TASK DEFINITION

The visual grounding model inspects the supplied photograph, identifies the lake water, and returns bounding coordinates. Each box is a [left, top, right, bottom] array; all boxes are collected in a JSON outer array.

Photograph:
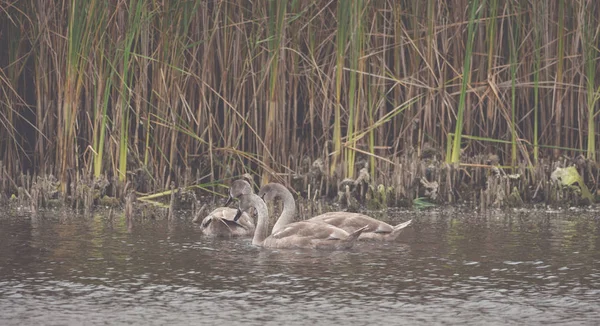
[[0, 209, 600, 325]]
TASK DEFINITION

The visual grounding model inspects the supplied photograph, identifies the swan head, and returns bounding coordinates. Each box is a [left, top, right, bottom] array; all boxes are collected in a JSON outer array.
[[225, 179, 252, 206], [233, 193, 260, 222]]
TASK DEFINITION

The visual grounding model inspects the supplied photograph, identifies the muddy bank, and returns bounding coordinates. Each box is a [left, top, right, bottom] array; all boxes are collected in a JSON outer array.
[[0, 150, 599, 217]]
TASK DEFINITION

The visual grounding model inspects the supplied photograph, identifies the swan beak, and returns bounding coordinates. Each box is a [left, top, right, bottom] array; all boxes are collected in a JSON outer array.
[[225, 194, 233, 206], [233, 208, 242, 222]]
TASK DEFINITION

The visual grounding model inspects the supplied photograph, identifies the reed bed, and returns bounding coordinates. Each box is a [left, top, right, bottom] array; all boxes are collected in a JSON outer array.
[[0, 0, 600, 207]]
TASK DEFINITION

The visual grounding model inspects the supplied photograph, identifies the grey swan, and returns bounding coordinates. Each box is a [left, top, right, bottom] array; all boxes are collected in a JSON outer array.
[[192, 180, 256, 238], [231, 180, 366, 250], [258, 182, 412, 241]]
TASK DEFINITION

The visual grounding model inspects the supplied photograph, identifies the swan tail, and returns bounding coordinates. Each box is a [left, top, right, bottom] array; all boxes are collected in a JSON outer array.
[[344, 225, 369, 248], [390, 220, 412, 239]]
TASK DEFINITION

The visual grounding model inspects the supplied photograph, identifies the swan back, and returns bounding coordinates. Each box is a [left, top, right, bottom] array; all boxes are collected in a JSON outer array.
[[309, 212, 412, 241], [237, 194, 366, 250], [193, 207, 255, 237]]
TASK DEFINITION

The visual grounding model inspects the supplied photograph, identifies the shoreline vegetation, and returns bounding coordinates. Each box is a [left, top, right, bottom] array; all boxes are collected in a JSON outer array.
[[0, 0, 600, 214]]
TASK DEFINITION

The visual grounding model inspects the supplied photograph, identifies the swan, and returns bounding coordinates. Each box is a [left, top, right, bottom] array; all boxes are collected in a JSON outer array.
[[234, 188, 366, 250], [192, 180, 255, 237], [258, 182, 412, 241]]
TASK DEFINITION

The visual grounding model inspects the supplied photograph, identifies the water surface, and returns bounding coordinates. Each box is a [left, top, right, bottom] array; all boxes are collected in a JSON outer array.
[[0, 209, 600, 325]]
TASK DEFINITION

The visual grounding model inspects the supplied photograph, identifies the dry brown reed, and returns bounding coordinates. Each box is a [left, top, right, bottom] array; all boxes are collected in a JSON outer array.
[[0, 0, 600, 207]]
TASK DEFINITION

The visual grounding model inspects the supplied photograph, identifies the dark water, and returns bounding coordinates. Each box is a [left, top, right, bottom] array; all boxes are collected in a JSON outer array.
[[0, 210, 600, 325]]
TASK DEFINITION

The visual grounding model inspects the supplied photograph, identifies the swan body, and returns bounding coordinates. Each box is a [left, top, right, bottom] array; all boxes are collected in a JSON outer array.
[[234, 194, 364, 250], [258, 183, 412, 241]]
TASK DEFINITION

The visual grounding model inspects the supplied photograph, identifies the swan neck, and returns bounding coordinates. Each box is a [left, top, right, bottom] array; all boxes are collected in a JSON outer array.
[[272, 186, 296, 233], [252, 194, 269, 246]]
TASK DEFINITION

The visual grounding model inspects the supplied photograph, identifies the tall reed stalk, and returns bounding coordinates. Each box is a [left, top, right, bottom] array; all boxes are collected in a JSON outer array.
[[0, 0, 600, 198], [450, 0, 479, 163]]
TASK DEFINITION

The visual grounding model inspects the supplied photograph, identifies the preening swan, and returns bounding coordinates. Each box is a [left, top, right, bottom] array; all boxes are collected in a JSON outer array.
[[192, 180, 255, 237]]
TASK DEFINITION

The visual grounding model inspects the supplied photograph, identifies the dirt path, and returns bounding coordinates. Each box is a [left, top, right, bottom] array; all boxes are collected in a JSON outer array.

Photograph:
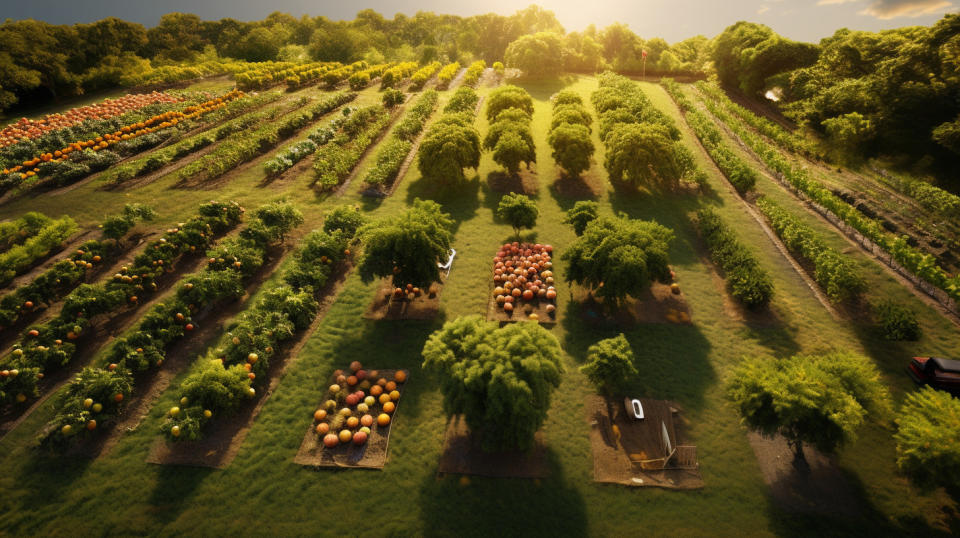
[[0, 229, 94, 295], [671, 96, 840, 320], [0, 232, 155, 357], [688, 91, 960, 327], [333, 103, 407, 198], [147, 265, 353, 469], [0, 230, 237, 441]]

[Exercise directions]: Reproduce each of the entries above verbatim, from the first to the last, omitting the pictures.

[Task output]:
TASK DEFINITION

The visual grounding model inspects the supplied photograph, identifies the lake water, and returns bounding coordinates. Each box is a [left, top, right, bottom] array; all boxes are collected in a JSON outer array.

Photograph:
[[0, 209, 600, 325]]
TASK DEFINITION

The visual grounding model inspects the supplied photograph, identifies the swan head, and returns bounding coordinates. Each box is a [left, top, right, bottom] array; all boxes are collected in a JSON outer array.
[[225, 179, 252, 206], [233, 193, 260, 222]]
TASK DEFINITION

The visual grounding model inspects the supplied photograph, identifies the muddy bank, and returns bounding coordinates. Each box is a [left, top, right, bottom] array; all boxes are collected in a JSON outer array.
[[0, 150, 599, 217]]
TASK DEFINITION

The visual grounding model inspects the supplied photograph, identifies the swan beak, and returns bounding coordinates. Each box is a [left, top, right, bottom] array; all boxes are collected in a JSON outer array.
[[225, 194, 233, 206], [233, 208, 242, 222]]
TASK DEFINITION

The visual grounding model inspects the supplied photograph, identifies the reed bed, and returns bounding coordinates. Each box is a [left, top, right, bottom] array; all boxes are collected in a JSON outer array.
[[0, 0, 600, 207]]
TASK DEFINITION

The visual grounding model inspects the supplied photograph, identifies the grey swan, and returns bounding coordinates. Each box is a [left, top, right, bottom] array; all boxes are collected in a JSON outer array.
[[192, 180, 256, 238], [231, 180, 366, 250], [258, 182, 412, 241]]
TASK DEFINITION

The visual grounding model inspects the supplied photograph, identifies the swan tail, and returns bounding coordinates. Each box is a [left, top, right, bottom] array; all boxes are collected in a JSON outer array.
[[344, 225, 369, 248], [390, 220, 412, 239]]
TASK DEFINITION

The visual grounding model inspects the supplied photograph, identifies the swan back, and returns bounding coordinates. Each box is a [left, top, right, bottom] array; all boxes are collected in a JSON outer array.
[[309, 212, 412, 241], [237, 194, 366, 250], [193, 207, 255, 237]]
TASK DEFINITION

The visual grounding model inspects the supplied photograph, identifies the shoreline vegetation, and returns bounding coordinates. Each box is a [left, top, right, bottom] array; all boxes are collected in a JSON outer array.
[[0, 0, 600, 214]]
TASK DEFINITION

The visual grounding model inspects the supplied photograph, identifies the swan, and returns bounding coordinates. Each box is a [left, top, right, bottom] array; all boxes are collected in a JSON outer array.
[[234, 188, 366, 250], [192, 180, 255, 237], [258, 182, 412, 241]]
TASK DEFINITION

The visual grounding model inspects the supplied photograph, identifies the water surface, and returns bounding coordinates. Each box is a [left, top, right, bottom] array; all boxes are collected in a JSON outer array.
[[0, 209, 600, 325]]
TASK DEFINITION

The visual grounding model inspects the supplied photograph, identifies the dry brown reed, and returns bounding coordinates. Each box is a [left, top, right, bottom] array; all boxes are collected in a JSON outer array.
[[0, 0, 600, 207]]
TASK DEFINITION

The visual grounding model inspects the supplied photograph, identifies the dark water, and returns bounding coordinates. Each box is a [left, top, right, bottom] array; all boxes are collected in a JSON outer array.
[[0, 210, 600, 325]]
TASK DEFINITION

The visual grounding model inspects the supplied photograph, identifies the swan body, and returns bounding coordinates. Each box is a [left, top, right, bottom] array; all boxes are collected in a JSON outer array.
[[234, 194, 364, 250], [258, 183, 412, 241]]
TASK DEFINITION

The visual grounding model inspects the supplied photograph, identifies the swan neck, and returns bounding coordinates. Each box is a [left, top, right, bottom] array; all boxes are collected in a JSON outer array.
[[272, 186, 296, 233], [252, 194, 269, 246]]
TASK DEFINITION

The visual grounding model inspects the supplied photograph, identifies the tall reed stalk, and returns bounding coordinates. Each box is a [left, top, right, bottom] array; all boxes are collected in a JSON outer array.
[[0, 0, 600, 198], [450, 0, 479, 163]]
TASK DEFINITION

The visual grounding model inspects the supplied photograph, identifies the preening swan, and returns bounding coordinates. Each box is a [left, top, right, bottom] array; all boxes are collected in a JSON outer array.
[[192, 180, 255, 237]]
TASK DEFINITION

The visual grounding model inspects the supplied photograph, identifies the dirt path, and returns bounding coordinates. Each box is a [left, top, right, bottom] array; all boxes are collected in a JSON outer array.

Photograph:
[[0, 229, 94, 295], [671, 96, 840, 320], [0, 232, 155, 357], [688, 91, 960, 327], [333, 103, 407, 198], [147, 265, 353, 469], [0, 230, 237, 441]]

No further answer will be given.